ÉNONCÉ:
Recopiez à l'identique le passage de l'entretien sur PROUDHON compris entre « Thomas : Grâce à » et « l’ensemble des paroles) », ces deux segments inclus.

DOCUMENT:
———

Comme d’habitude avec ce genre de liste, je m’arrête là, parce que dans 5 minutes, j’aurai encore peut-être 20 idées supplémentaires. Peut-être aussi que certains pourraient ne pas être d’accord avec les influences citées et notre musique, peut-être qu’ils auraient raison et que j’en ai inséré certaines juste parce que j’adore (rire). Nous n’essayons pas forcément avec PROUDHON de ressembler à un groupe existant, nous tentons seulement de ne jamais être trop incohérent entre notre musique et notre propos.

Sophie : Thomas, tu assures le chant principal simultanément à la batterie, ce qui reste une performance rare. On entend aussi Maxime, le bassiste, aux chants additionnels. Le chant dans PROUDHON est rageux, déchirant ; il véhicule des émotions par lui-même. Mais votre musique a du sens et les paroles participent pleinement aux messages que vous portez… Si on en devine des bribes, on aimerait bien connaître davantage les textes ! Est-ce que vous avez prévu un livret avec l’album, par exemple ?

Thomas : Grâce à notre ami Till, qui a écrit environ la moitié des paroles des morceaux, nous avons des textes assez diversifiés. Beaucoup de personne nous ont fait part de cette volonté d’avoir accès aux paroles, nous avons donc écouté cette demande, et toutes les paroles seront disponibles sur l’ensemble des plateformes de streaming. Nous allons sûrement à partir de maintenant donner une importance grandissante aux paroles des morceaux, notamment dans leur diffusion. Malheureusement, les paroles ne seront pas disponibles sur le livret du disque.

(Si cela intéresse des gens n’hésitez pas à nous envoyer un mail à ce sujet, on vous enverra l’ensemble des paroles)

———

DONNÉES FOURNIES:
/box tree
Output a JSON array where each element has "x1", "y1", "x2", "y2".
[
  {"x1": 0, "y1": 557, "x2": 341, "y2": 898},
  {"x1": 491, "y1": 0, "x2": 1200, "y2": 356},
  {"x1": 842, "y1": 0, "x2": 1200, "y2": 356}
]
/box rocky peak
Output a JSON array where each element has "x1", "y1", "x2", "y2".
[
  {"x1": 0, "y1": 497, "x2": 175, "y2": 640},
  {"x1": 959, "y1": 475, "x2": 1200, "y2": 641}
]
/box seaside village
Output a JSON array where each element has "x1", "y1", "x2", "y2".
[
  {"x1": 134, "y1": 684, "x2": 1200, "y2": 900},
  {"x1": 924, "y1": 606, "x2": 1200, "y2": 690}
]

———

RÉPONSE PROPOSÉE:
Thomas : Grâce à notre ami Till, qui a écrit environ la moitié des paroles des morceaux, nous avons des textes assez diversifiés. Beaucoup de personne nous ont fait part de cette volonté d’avoir accès aux paroles, nous avons donc écouté cette demande, et toutes les paroles seront disponibles sur l’ensemble des plateformes de streaming. Nous allons sûrement à partir de maintenant donner une importance grandissante aux paroles des morceaux, notamment dans leur diffusion. Malheureusement, les paroles ne seront pas disponibles sur le livret du disque.

(Si cela intéresse des gens n’hésitez pas à nous envoyer un mail à ce sujet, on vous enverra l’ensemble des paroles)